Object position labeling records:
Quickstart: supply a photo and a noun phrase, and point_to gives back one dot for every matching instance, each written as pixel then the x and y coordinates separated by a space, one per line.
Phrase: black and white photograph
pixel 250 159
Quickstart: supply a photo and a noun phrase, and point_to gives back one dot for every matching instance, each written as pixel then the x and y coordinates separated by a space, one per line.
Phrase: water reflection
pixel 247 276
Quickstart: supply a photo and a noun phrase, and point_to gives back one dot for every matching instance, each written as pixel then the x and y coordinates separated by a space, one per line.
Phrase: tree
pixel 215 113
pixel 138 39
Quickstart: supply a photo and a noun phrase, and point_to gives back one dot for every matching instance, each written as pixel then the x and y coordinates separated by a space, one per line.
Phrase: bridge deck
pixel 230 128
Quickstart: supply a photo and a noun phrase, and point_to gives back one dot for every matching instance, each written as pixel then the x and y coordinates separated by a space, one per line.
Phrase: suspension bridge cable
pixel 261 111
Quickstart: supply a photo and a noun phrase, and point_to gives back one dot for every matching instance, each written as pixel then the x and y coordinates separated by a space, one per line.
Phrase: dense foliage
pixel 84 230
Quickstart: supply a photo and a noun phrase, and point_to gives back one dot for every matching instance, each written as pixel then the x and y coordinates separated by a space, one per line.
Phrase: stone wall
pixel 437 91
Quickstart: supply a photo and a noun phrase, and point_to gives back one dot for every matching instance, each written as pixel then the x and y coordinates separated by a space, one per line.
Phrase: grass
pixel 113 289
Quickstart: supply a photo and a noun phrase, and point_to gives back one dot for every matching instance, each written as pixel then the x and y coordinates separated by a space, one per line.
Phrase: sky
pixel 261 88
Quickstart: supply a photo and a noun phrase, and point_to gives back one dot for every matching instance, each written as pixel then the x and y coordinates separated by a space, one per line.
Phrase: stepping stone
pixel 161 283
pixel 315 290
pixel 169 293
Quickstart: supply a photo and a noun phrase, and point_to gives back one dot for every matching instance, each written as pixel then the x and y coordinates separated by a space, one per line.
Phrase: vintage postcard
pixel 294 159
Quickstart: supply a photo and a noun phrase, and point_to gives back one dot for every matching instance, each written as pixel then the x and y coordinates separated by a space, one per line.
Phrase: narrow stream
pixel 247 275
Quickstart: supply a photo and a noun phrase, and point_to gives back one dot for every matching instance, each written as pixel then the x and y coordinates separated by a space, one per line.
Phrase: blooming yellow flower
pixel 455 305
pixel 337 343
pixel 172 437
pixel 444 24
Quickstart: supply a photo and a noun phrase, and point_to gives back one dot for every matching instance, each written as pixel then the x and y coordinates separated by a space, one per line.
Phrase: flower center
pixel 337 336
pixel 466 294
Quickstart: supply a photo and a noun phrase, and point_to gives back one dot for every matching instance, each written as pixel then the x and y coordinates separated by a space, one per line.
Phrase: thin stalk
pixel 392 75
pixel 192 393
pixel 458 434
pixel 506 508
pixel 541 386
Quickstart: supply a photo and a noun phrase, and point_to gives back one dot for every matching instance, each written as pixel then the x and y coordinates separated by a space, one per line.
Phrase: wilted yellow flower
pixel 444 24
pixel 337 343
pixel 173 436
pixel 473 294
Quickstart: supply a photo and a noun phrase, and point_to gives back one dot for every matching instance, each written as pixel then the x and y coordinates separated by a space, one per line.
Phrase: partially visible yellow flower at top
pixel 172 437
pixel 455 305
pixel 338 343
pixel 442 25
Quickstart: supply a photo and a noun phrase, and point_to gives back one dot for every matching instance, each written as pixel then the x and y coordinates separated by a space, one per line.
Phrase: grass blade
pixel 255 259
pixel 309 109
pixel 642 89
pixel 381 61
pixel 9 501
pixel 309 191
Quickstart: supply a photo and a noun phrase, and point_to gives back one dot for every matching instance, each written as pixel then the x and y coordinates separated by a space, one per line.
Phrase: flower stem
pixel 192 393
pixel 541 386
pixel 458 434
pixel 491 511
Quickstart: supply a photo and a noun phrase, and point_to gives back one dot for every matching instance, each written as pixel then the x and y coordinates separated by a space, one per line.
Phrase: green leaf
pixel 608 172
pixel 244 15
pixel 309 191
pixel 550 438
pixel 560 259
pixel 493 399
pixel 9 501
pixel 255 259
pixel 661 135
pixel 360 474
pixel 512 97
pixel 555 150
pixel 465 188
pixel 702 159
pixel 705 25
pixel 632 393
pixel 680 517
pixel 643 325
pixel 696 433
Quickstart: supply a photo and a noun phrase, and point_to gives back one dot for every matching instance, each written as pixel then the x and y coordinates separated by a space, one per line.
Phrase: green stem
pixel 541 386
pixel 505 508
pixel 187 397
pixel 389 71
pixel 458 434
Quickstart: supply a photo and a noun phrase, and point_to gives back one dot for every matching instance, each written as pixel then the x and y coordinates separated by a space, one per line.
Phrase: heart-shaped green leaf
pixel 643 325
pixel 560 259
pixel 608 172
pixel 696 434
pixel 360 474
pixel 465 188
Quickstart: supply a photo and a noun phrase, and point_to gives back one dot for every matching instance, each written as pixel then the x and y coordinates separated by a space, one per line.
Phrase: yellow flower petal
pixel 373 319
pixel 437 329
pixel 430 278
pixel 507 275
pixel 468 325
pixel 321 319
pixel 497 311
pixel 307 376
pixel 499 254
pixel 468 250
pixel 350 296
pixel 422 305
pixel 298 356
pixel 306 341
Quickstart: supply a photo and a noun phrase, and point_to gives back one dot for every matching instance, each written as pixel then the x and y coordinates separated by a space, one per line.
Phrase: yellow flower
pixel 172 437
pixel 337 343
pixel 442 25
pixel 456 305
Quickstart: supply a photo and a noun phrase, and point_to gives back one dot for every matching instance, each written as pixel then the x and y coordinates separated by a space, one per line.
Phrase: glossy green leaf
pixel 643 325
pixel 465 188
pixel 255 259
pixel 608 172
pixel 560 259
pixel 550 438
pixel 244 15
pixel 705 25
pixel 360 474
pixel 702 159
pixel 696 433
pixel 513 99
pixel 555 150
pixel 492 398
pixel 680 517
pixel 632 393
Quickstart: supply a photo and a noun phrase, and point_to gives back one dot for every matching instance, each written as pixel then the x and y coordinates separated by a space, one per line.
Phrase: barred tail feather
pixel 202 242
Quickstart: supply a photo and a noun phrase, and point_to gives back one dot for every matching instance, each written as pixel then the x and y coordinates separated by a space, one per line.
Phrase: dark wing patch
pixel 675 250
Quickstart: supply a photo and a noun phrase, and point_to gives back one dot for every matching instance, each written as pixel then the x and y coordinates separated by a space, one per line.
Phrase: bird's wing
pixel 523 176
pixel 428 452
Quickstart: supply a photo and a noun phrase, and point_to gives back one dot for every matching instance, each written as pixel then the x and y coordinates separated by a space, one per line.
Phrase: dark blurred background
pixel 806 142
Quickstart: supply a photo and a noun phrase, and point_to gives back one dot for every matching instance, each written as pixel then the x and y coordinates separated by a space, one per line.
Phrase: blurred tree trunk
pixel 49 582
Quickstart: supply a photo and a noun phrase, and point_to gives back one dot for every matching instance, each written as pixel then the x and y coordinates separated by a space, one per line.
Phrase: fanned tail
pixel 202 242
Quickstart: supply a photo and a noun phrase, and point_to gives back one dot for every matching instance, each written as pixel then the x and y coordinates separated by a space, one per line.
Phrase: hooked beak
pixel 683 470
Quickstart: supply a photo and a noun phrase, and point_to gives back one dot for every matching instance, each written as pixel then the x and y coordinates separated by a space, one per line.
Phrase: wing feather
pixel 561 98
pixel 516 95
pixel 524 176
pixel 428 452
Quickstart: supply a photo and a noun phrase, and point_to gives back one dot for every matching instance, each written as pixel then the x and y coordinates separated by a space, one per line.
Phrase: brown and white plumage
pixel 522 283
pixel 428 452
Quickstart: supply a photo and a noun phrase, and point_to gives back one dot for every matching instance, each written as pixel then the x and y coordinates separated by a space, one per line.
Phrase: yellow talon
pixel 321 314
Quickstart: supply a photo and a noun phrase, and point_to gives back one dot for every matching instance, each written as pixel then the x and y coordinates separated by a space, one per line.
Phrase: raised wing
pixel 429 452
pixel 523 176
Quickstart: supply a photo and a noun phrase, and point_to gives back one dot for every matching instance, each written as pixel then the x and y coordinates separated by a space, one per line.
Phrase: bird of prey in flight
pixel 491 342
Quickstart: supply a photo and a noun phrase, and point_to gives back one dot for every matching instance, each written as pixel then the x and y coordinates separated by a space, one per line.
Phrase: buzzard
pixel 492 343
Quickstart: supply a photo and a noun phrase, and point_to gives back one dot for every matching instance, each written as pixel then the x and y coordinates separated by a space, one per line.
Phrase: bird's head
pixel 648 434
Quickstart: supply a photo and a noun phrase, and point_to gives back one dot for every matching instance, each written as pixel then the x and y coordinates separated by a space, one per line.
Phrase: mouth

▶ To do
Pick out every line of the records above that contains the string "yellow", copying each line in full. Case counts.

▶ Solution for this task
Phrase: blooming yellow flower
Phrase: wilted yellow flower
Phrase: partially visible yellow flower at top
Phrase: yellow flower petal
Phrase: yellow flower
Phrase: yellow talon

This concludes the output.